• TASK GOAL
All entries must be repeated exactly; do not include the pictures.

• RECORDS FOR THE TASK
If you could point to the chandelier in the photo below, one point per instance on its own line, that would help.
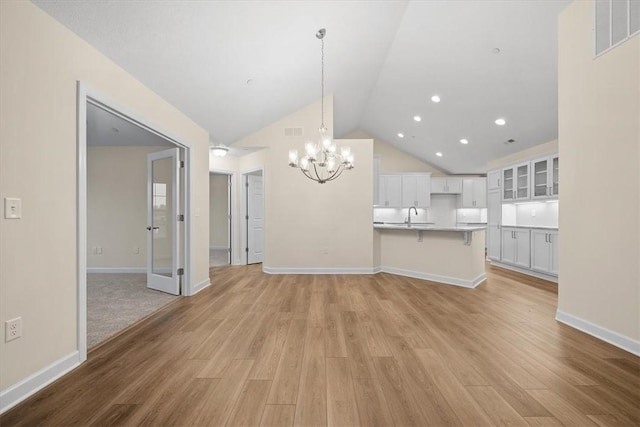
(321, 161)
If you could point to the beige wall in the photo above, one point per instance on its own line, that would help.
(539, 150)
(394, 160)
(117, 206)
(41, 63)
(303, 218)
(218, 211)
(599, 134)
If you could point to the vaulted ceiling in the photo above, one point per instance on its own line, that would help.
(236, 66)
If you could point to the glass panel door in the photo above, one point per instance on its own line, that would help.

• EXERCISE RESULT
If you could point to the chandelier in the photo below, one point per instance on its own line, that would help.
(321, 161)
If you could point to the beige wall in the photo above, one point per instance on its own line, that would help.
(539, 150)
(394, 160)
(117, 206)
(41, 63)
(303, 218)
(218, 211)
(599, 134)
If you could point to the vaulted ceiling in the photo above, one point per instance on its own line, that would help.
(236, 66)
If you could point to the glass panel door in the photo above, one point per instance on its own line, that would help.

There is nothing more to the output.